### Assignment:
Scan the lines below; pull out those with "canyon".

(Dataset entries)

>>>

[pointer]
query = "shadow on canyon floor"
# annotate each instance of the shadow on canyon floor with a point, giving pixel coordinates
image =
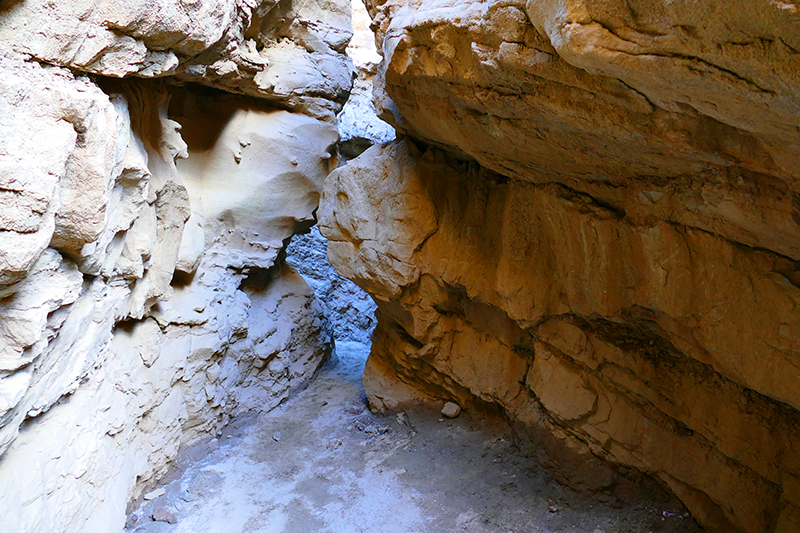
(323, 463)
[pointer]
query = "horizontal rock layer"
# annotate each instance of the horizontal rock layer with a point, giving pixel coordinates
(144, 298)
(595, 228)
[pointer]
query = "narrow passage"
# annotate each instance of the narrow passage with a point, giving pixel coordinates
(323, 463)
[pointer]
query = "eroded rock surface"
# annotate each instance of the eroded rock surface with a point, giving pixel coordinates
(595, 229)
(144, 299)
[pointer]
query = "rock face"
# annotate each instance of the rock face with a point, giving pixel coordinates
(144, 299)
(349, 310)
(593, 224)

<<<
>>>

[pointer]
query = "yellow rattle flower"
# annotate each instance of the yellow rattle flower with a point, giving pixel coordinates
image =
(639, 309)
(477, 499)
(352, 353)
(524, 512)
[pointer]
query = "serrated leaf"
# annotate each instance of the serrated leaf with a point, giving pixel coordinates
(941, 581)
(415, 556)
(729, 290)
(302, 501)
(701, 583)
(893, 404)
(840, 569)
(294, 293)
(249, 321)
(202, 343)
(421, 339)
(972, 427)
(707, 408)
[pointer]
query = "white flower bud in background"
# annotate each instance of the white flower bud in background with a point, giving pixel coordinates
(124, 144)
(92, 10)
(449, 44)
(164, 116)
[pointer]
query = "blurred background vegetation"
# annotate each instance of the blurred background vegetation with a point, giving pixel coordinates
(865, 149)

<<<
>>>

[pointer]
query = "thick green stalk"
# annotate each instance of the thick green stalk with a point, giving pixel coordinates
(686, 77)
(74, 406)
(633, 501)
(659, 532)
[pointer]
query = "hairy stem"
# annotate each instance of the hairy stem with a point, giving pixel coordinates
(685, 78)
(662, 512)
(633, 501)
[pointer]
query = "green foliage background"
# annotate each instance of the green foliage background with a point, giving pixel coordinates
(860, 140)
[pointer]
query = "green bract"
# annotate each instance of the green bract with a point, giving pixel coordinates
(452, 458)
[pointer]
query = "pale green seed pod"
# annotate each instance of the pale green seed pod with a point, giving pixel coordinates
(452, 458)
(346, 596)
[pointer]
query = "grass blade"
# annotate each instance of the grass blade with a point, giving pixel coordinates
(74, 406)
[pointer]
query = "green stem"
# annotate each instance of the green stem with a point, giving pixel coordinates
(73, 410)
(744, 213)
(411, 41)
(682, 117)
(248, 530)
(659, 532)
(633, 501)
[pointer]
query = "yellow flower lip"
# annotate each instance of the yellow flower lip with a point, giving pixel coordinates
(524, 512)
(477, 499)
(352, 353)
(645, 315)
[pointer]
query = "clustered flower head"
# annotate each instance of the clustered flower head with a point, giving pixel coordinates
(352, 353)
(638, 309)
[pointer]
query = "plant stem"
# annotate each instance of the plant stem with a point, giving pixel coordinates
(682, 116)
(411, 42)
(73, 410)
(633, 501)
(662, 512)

<<<

### Reply to the task:
query = "shadow on canyon floor"
# annotate each instance of the shadow on canyon floor with a point, giving pixel coordinates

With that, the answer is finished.